(Extracted entries)
+ + + + + + +

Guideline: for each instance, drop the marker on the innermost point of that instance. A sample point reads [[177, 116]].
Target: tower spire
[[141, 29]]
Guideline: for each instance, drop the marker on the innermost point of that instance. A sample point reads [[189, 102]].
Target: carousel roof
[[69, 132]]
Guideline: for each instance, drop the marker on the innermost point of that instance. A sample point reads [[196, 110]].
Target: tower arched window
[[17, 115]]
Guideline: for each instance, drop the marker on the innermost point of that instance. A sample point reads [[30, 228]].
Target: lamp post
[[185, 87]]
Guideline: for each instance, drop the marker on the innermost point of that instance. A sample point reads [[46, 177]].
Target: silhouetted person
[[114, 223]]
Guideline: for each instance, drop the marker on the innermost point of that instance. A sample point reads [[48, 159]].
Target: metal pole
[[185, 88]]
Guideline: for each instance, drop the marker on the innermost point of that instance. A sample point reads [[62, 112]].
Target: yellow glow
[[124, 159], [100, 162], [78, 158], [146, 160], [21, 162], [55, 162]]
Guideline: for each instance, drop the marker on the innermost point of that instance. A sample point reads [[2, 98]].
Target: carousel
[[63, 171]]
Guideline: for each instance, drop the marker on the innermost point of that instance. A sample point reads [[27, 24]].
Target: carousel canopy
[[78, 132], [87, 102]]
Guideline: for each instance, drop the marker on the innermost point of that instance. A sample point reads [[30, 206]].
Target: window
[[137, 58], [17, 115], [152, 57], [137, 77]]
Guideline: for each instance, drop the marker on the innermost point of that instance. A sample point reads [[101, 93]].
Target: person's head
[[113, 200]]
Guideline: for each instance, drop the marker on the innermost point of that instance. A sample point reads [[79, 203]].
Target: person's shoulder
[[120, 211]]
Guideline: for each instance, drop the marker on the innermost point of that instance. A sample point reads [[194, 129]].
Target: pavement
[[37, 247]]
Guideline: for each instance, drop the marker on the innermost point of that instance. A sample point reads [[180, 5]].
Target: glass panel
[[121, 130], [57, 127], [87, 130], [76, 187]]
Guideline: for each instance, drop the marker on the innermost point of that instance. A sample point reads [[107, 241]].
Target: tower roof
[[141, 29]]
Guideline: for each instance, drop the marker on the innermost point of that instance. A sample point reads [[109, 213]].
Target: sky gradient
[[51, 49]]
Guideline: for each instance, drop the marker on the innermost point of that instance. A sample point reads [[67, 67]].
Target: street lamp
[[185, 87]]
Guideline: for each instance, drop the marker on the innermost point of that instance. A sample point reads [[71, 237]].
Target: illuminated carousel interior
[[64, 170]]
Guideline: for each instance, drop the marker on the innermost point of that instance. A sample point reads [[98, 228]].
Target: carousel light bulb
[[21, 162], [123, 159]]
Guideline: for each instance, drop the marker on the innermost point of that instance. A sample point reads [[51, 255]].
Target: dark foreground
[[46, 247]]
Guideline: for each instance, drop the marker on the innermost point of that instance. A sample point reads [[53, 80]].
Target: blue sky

+ + + + + + +

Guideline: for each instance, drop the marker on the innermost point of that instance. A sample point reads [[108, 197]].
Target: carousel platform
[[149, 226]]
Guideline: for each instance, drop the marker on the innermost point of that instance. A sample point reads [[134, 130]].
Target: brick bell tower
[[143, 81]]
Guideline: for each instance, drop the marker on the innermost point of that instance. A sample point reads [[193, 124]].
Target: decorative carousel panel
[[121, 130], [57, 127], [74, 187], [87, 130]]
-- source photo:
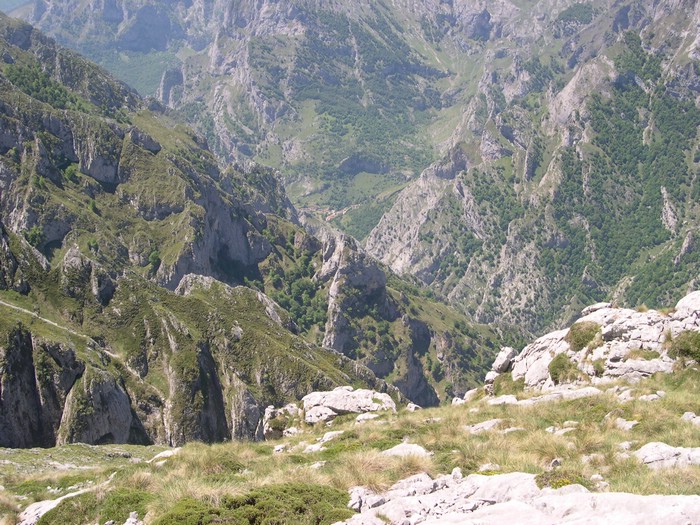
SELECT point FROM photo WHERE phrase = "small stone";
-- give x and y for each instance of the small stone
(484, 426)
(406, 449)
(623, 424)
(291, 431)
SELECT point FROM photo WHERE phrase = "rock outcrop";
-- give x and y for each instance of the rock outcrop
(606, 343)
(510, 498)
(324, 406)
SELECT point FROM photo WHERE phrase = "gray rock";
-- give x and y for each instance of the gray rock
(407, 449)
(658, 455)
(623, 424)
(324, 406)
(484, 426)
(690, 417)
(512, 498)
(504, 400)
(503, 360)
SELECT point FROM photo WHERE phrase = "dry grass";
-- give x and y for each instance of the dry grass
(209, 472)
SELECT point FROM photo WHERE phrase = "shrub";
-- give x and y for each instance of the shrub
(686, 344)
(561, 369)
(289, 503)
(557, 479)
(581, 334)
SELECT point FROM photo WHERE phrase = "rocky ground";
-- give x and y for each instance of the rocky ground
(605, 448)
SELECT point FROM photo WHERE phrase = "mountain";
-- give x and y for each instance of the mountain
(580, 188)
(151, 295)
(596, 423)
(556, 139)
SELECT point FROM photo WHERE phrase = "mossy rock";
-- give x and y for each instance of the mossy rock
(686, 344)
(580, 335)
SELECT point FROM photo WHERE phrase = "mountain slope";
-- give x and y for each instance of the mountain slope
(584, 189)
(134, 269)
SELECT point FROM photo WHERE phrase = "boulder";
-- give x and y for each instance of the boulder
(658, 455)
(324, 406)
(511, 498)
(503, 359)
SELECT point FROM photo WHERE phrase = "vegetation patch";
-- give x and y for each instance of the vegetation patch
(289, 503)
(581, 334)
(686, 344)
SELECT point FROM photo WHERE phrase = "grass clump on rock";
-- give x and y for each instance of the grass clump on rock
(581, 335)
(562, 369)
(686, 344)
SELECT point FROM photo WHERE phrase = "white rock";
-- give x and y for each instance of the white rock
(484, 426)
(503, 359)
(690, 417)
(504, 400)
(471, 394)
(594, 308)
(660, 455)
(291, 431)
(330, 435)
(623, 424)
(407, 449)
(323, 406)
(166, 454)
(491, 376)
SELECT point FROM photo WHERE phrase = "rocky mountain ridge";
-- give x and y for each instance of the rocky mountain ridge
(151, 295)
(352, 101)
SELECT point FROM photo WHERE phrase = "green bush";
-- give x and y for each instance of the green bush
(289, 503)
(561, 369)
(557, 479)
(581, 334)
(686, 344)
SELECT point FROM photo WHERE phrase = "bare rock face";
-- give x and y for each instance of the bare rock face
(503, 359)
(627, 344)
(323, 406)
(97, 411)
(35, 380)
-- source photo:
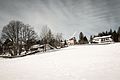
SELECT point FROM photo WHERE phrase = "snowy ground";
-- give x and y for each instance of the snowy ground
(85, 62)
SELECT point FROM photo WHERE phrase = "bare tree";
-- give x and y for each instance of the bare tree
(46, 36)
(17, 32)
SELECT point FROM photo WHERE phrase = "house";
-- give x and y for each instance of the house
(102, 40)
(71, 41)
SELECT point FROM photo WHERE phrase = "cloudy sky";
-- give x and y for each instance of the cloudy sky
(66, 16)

+ + + + + + +

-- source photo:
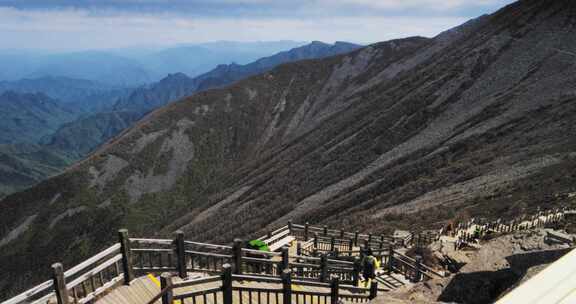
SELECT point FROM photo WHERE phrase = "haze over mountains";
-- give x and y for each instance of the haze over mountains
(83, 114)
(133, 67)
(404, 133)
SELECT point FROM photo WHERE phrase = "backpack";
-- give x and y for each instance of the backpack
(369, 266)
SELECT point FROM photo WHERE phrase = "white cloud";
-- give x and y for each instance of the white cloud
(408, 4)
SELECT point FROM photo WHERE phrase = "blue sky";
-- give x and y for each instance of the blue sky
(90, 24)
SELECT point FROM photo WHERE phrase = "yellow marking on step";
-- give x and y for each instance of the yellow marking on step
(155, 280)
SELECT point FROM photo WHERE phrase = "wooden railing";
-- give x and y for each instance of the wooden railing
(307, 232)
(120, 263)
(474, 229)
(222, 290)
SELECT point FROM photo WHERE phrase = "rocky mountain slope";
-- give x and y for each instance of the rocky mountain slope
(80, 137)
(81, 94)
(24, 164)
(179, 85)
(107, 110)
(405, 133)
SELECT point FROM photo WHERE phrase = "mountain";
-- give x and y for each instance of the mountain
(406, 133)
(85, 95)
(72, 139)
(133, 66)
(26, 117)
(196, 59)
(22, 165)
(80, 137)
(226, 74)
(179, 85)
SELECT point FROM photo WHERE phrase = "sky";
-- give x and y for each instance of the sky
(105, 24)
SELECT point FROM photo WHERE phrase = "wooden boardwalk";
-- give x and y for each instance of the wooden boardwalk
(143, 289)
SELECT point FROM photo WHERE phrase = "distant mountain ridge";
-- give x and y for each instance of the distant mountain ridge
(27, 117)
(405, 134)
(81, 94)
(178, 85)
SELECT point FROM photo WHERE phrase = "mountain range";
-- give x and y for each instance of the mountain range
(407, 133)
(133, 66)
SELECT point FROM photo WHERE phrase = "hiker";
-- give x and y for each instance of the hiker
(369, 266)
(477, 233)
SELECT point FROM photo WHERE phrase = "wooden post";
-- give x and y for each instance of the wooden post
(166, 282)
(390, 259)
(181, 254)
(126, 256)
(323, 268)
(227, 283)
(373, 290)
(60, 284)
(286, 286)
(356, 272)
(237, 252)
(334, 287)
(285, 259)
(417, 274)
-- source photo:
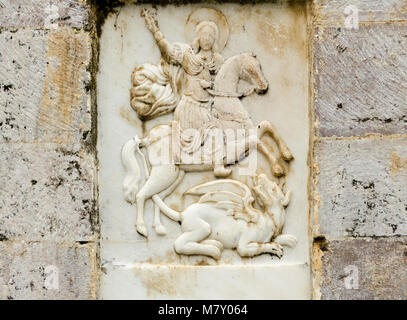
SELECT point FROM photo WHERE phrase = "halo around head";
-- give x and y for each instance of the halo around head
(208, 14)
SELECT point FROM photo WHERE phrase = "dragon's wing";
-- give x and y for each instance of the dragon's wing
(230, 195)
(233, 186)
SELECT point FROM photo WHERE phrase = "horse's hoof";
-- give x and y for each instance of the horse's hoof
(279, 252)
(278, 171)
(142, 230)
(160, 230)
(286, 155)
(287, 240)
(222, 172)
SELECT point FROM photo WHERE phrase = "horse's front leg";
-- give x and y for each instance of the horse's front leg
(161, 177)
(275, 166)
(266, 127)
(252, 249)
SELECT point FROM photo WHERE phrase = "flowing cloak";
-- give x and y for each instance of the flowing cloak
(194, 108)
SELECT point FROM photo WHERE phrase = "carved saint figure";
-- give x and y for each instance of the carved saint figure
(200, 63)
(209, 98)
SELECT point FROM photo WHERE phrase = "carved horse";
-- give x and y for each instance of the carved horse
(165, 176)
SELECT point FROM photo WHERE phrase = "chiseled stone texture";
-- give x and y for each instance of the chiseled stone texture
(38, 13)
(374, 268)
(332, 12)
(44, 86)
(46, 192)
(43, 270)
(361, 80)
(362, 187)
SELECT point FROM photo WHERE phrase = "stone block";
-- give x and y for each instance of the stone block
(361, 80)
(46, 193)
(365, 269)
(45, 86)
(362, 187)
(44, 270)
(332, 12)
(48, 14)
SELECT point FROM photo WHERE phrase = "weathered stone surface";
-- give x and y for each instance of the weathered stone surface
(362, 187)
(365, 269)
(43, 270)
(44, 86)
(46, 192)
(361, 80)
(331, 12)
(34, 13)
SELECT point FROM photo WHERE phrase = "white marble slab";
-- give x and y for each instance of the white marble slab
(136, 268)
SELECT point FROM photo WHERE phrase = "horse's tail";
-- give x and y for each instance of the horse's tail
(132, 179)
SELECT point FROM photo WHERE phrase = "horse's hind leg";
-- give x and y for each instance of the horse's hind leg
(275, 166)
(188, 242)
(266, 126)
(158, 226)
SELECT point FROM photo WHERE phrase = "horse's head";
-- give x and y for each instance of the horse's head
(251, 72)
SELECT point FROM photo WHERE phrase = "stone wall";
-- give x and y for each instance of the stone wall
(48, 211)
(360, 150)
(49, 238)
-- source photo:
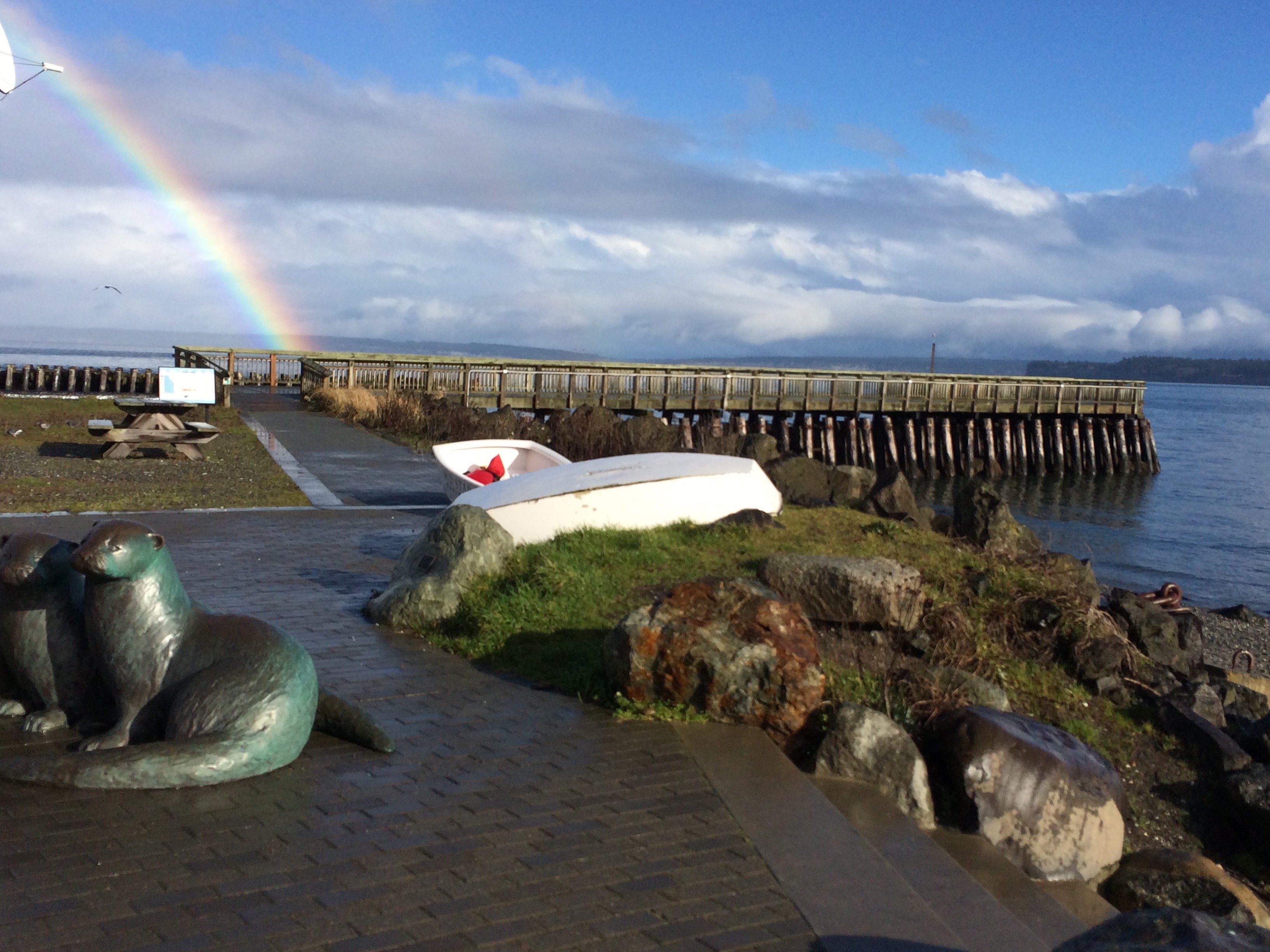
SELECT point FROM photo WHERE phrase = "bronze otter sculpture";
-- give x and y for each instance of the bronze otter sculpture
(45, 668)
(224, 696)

+ + + + + + +

(Your task) The reply should consist solely of the lines above from the one that has "reads [[71, 237]]." through the one that has "Target: blue sky", reproduced exactly.

(Written response)
Guideline: for each instance, drop the marker on the innermost point of that instance. A sample point reads [[71, 237]].
Target: illuminated carousel interior
[[64, 170]]
Guideline: for each instance, drop the marker on the innermost point of that instance. A sample point reads [[98, 228]].
Target: carousel light bulb
[[21, 162], [123, 159]]
Guideline: for each instance, drop the marker on the innermost point of that instance. A sample point reads [[51, 255]].
Target: dark foreground
[[46, 247]]
Guideline: for each instance, drop the marker on the innermost point of that instance. A sample point reads [[53, 80]].
Target: blue sky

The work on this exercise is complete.